-- Opening Marker --

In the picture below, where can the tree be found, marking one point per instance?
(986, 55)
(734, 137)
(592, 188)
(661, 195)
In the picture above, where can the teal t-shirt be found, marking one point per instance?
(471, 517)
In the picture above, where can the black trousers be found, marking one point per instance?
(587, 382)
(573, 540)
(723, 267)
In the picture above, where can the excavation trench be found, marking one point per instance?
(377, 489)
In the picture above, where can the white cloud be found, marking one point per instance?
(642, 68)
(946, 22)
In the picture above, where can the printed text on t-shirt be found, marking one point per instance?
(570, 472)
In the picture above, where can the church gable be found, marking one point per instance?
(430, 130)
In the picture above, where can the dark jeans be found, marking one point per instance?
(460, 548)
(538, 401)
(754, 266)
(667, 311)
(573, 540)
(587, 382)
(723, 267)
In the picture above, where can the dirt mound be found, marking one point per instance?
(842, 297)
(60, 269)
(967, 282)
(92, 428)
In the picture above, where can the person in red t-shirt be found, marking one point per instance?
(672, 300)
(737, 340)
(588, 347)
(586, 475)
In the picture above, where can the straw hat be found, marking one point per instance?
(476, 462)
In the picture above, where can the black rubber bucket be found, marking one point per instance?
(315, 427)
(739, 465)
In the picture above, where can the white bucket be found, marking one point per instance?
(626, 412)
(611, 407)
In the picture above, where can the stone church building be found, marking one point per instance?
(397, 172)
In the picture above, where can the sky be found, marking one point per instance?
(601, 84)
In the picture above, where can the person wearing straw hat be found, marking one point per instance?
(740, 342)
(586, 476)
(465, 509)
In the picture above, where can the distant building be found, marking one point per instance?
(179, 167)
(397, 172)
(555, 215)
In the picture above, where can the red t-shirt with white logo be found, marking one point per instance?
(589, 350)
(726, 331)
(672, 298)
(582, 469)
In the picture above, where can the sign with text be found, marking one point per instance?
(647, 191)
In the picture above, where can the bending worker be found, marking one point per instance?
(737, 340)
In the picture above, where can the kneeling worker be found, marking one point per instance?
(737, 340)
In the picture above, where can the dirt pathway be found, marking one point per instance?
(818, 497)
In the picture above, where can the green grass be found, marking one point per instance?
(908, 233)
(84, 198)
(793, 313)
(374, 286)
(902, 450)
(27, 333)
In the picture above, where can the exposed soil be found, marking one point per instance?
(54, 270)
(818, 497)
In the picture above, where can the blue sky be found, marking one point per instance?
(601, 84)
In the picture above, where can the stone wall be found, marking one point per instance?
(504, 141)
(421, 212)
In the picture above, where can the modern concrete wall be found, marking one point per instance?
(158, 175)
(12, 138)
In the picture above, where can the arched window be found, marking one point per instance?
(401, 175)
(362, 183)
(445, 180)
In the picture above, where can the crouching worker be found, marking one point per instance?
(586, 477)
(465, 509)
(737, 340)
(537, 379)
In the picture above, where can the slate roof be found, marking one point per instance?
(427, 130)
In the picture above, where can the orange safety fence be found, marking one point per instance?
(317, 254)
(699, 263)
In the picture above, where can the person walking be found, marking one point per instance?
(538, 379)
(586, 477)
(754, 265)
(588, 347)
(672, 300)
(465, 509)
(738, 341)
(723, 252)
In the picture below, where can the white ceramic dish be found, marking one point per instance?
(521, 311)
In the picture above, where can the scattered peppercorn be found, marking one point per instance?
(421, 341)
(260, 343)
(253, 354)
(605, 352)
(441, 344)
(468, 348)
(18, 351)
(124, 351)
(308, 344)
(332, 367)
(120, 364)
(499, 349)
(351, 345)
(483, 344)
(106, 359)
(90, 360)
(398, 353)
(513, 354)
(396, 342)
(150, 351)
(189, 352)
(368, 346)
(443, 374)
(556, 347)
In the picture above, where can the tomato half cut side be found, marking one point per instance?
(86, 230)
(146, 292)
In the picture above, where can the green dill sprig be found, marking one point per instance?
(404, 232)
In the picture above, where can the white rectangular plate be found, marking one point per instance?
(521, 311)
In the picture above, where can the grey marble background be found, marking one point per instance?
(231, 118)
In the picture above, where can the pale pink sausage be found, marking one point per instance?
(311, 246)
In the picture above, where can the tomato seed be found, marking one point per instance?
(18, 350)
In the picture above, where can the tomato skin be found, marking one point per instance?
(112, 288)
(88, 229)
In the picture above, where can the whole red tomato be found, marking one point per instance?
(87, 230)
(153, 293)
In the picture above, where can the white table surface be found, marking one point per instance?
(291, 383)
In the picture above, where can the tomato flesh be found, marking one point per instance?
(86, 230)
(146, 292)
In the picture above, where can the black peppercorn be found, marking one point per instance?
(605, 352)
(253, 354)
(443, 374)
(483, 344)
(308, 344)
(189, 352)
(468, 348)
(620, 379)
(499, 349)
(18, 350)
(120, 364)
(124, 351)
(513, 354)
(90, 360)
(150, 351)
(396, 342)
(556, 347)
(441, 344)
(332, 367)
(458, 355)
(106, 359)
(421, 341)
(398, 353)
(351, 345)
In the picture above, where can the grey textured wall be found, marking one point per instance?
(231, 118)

-- Closing Marker --

Extract every line above exactly as it stands.

In the picture below, where can the tree be found, marking one point per instance?
(986, 55)
(734, 137)
(592, 188)
(661, 195)
In the picture above, where can the teal t-shirt be found, marking one point per instance?
(471, 517)
In the picture above, where can the black trousers be found, marking one point per instance?
(587, 382)
(573, 540)
(723, 267)
In the picture above, where can the excavation trench be found, marking one point per instance?
(377, 489)
In the picture above, where can the white cloud be found, marking one point per instance?
(642, 68)
(946, 22)
In the picture above, where can the printed text on t-shirt be found, marking one point per instance?
(570, 472)
In the picture above, where can the church gable be found, marking one point per instance?
(430, 130)
In the picture above, where can the dark jeans be found, marking one point per instance?
(460, 548)
(538, 401)
(754, 266)
(667, 311)
(573, 540)
(587, 382)
(723, 267)
In the picture above, where can the dirt mound be found, marking one point per instance?
(842, 297)
(60, 269)
(967, 282)
(92, 428)
In the picture above, where can the person in red t-shirt be found, marking one point per instance?
(672, 300)
(737, 340)
(588, 347)
(586, 475)
In the picture above, where can the straw hat be found, marking one point per instance?
(476, 462)
In the picture above, where can the black rubber bucket be found, marking one point per instance?
(315, 427)
(739, 465)
In the picture above, where can the white bucket be found, marking one point per instance?
(626, 412)
(611, 407)
In the picture above, where can the stone church building be found, marking one point per instance?
(397, 172)
In the picture above, where can the sky be found, marking one point per instance?
(601, 84)
In the picture above, where can the person wearing straw hat be found, marking one point per instance?
(740, 342)
(586, 476)
(465, 509)
In the picture above, where can the distant building be found, marking one point per instance?
(179, 167)
(397, 172)
(555, 215)
In the picture above, where can the red t-shirt with white logo be found, marking one point per instance?
(589, 350)
(726, 331)
(672, 298)
(582, 469)
In the picture above, where can the sign with text be found, marking one point per instance?
(647, 191)
In the picture above, where can the bending worker be found, marking one point per instance?
(737, 340)
In the picture above, where can the kneeling worker be found, marking one point per instance?
(737, 340)
In the picture above, where can the dirt pathway be found, marking one point per instance?
(818, 497)
In the picture above, where can the green grass be found, marking one point per instance?
(908, 233)
(84, 198)
(793, 313)
(374, 286)
(902, 450)
(27, 333)
In the picture above, where can the exposed soil be found, marking one point per instance?
(54, 270)
(818, 497)
In the picture above, where can the blue sky be found, marking one point per instance?
(601, 84)
In the picture above, where can the stone wall be found, marking one point per instance?
(504, 141)
(421, 212)
In the picture above, where can the modern concrete wall be found, marking one point per instance?
(158, 175)
(12, 138)
In the picture above, where can the arched window be found, marking one point per instance?
(401, 175)
(362, 183)
(445, 180)
In the picture above, where can the crouching worker be found, marking one point per instance?
(586, 477)
(465, 509)
(737, 340)
(537, 379)
In the picture above, where can the slate roof be found, marking one point per instance?
(427, 130)
In the picture above, where can the orange safety fence be found, marking one point per instance?
(317, 254)
(699, 263)
In the picture above, where can the person walking be found, marking one point per instance?
(538, 379)
(586, 477)
(754, 265)
(588, 347)
(672, 300)
(465, 509)
(738, 341)
(723, 252)
In the picture below, where can the white ceramic dish be found, marking one point per instance?
(521, 311)
In the picture above, where can the scattered peppercorn be found, marking one point per instance?
(421, 341)
(260, 343)
(253, 354)
(605, 352)
(441, 344)
(468, 348)
(18, 351)
(124, 351)
(308, 344)
(332, 367)
(120, 364)
(499, 349)
(351, 345)
(483, 344)
(106, 359)
(90, 360)
(398, 353)
(513, 354)
(396, 342)
(150, 351)
(189, 352)
(368, 346)
(443, 374)
(556, 347)
In the picture above, where can the tomato half cut side be found, marking one point per instance?
(86, 230)
(146, 292)
In the picture above, where can the green dill sprig be found, marking one point per instance?
(404, 232)
In the picture above, where can the white rectangular plate be found, marking one point per instance?
(521, 311)
In the picture above, where can the grey marble background be found, marking one point per instance?
(231, 118)
In the picture above, where can the pale pink sausage be found, marking one point per instance?
(311, 246)
In the picture above, where can the tomato seed be found, marking one point per instance?
(18, 350)
In the picture above, where can the tomato skin be found, marking one point per instance?
(112, 288)
(88, 229)
In the picture above, where can the whole red tomato be found, marking one point per instance?
(87, 230)
(153, 293)
In the picture above, where can the white table surface be found, marking one point per instance?
(291, 383)
In the picture above, where can the tomato flesh be found, marking one point per instance?
(86, 230)
(146, 292)
In the picture above, where can the black peppercorn be found, marking one point per instance?
(605, 352)
(253, 354)
(443, 374)
(483, 344)
(308, 344)
(189, 352)
(468, 348)
(620, 379)
(499, 349)
(18, 350)
(120, 364)
(124, 351)
(513, 354)
(90, 360)
(150, 351)
(396, 342)
(556, 347)
(441, 344)
(332, 367)
(458, 355)
(106, 359)
(421, 341)
(398, 353)
(351, 345)
In the picture above, where can the grey textured wall be found, marking one point per instance?
(231, 118)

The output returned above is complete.